Give back all of the data verbatim.

--- EXCERPTED DATA ---

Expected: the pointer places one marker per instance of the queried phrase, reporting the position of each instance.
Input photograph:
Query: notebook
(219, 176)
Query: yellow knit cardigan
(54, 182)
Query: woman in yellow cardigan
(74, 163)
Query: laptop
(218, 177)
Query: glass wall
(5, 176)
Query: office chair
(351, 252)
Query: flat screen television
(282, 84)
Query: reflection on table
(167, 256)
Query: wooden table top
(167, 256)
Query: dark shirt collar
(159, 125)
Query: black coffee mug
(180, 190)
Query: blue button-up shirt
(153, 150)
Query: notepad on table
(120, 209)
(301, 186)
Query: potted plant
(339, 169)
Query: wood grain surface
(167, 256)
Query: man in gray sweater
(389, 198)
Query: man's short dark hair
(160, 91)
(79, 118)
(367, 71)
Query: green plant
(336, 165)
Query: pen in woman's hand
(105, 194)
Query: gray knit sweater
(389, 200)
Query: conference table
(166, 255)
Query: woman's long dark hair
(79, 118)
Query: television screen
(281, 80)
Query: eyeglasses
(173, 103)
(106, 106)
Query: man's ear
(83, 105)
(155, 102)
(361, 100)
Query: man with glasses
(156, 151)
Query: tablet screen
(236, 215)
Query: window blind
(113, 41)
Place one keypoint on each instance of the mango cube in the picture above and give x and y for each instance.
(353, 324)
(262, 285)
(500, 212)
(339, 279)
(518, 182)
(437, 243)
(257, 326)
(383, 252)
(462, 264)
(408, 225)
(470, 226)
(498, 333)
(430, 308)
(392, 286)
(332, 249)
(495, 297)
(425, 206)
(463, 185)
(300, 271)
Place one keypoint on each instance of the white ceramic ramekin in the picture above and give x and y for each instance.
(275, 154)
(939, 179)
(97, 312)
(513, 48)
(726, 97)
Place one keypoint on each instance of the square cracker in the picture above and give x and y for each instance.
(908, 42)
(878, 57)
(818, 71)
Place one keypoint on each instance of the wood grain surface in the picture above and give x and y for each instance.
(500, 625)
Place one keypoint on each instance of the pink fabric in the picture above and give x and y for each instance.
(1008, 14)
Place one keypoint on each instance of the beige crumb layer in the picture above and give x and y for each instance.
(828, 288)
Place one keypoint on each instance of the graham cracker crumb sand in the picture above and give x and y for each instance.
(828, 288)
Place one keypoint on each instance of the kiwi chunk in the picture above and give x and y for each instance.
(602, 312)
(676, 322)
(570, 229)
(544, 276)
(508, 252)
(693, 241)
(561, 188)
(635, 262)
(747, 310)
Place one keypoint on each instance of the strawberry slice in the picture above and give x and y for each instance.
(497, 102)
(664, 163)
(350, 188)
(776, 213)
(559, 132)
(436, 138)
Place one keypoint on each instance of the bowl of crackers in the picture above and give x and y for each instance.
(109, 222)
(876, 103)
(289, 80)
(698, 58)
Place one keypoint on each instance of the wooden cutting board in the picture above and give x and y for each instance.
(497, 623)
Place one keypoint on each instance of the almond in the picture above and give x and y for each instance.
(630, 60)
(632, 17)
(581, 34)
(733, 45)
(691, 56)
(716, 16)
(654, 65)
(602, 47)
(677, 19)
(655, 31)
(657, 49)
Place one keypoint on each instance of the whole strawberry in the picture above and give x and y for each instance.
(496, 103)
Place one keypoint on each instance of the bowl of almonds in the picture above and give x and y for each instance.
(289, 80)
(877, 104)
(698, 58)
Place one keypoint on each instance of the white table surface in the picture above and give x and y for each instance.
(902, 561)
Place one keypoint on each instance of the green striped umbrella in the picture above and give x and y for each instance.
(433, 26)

---

* REPLY *
Expected: the pointer places one marker per instance of the queried phrase, reporting the position of each instance.
Input photograph:
Query: notebook
(219, 176)
Query: yellow knit cardigan
(54, 182)
Query: woman in yellow cardigan
(74, 163)
Query: laptop
(218, 177)
Query: glass wall
(5, 176)
Query: office chair
(351, 252)
Query: flat screen television
(282, 84)
Query: reflection on table
(167, 256)
Query: wooden table top
(167, 256)
Query: dark shirt collar
(159, 125)
Query: black coffee mug
(180, 190)
Query: blue button-up shirt
(153, 150)
Query: notepad on table
(120, 209)
(301, 186)
Query: potted plant
(339, 169)
Query: wood grain surface
(167, 256)
Query: man in gray sweater
(389, 198)
Query: man's short dark hair
(160, 91)
(79, 118)
(367, 71)
Query: green plant
(336, 165)
Query: pen in woman's hand
(105, 194)
Query: gray knit sweater
(389, 200)
Query: conference table
(166, 255)
Query: woman's long dark hair
(79, 118)
Query: television screen
(281, 80)
Query: eyeglasses
(173, 103)
(106, 106)
Query: man's ear
(83, 105)
(155, 102)
(361, 100)
Query: man with glasses
(156, 151)
Query: tablet screen
(236, 215)
Query: window blind
(113, 41)
Place one keypoint on each instance of the mango cube in the picture above and give x and y for each instance.
(353, 324)
(262, 285)
(500, 212)
(339, 279)
(518, 182)
(437, 243)
(257, 326)
(383, 252)
(462, 264)
(408, 225)
(470, 226)
(498, 333)
(430, 308)
(392, 286)
(332, 249)
(495, 297)
(425, 206)
(463, 185)
(300, 271)
Place one keypoint on each instance of the white ceramic ramekin in the picture above and give x and y for each instance.
(275, 154)
(939, 179)
(97, 312)
(513, 48)
(726, 97)
Place one keypoint on each instance of the square cracker in the picture above and give x and y for each instance.
(908, 42)
(878, 57)
(818, 71)
Place one keypoint on each instance of the wood grain surface in the picture above and give x and y for each instance.
(500, 625)
Place one keypoint on each instance of the pink fabric in the picture above and give x and y for each instance.
(1008, 14)
Place one keypoint on each instance of the beige crumb layer in the picture above and give x and y for each instance.
(828, 288)
Place one keypoint on each instance of the graham cracker crumb sand in the picture above and give x and y for each instance.
(828, 288)
Place one keypoint on each instance of the kiwi chunk in the picture above and give x and y for each instance.
(602, 312)
(676, 322)
(570, 229)
(544, 276)
(508, 252)
(693, 241)
(561, 188)
(635, 262)
(747, 310)
Place one keypoint on each instance of the strawberry slice in the picture above and give x and y for each instance.
(497, 102)
(664, 163)
(350, 188)
(776, 213)
(559, 132)
(436, 138)
Place one keypoint on each instance of the bowl of crackers in the picture above and give x and y for each instance.
(109, 222)
(876, 103)
(289, 80)
(698, 58)
Place one keypoint on each instance of the wooden cutting board in the picture above and give x and y for each instance.
(497, 623)
Place one keypoint on each instance of the almond in the picture above and give x and y for each instance.
(630, 60)
(632, 17)
(581, 34)
(733, 45)
(691, 56)
(716, 16)
(654, 65)
(602, 47)
(677, 19)
(655, 31)
(657, 49)
Place one keypoint on each instance of the whole strawberry in the picture above and give x and y for each instance.
(496, 103)
Place one keypoint on each instance of the bowl of almonds in the picture above and give x and y for each instance.
(289, 80)
(877, 104)
(698, 58)
Place one keypoint on each instance of the white table surface in the picture above and give x and y for each instance.
(902, 561)
Place one keypoint on each instance of the green striped umbrella in the picture above and give x and y for each instance.
(433, 26)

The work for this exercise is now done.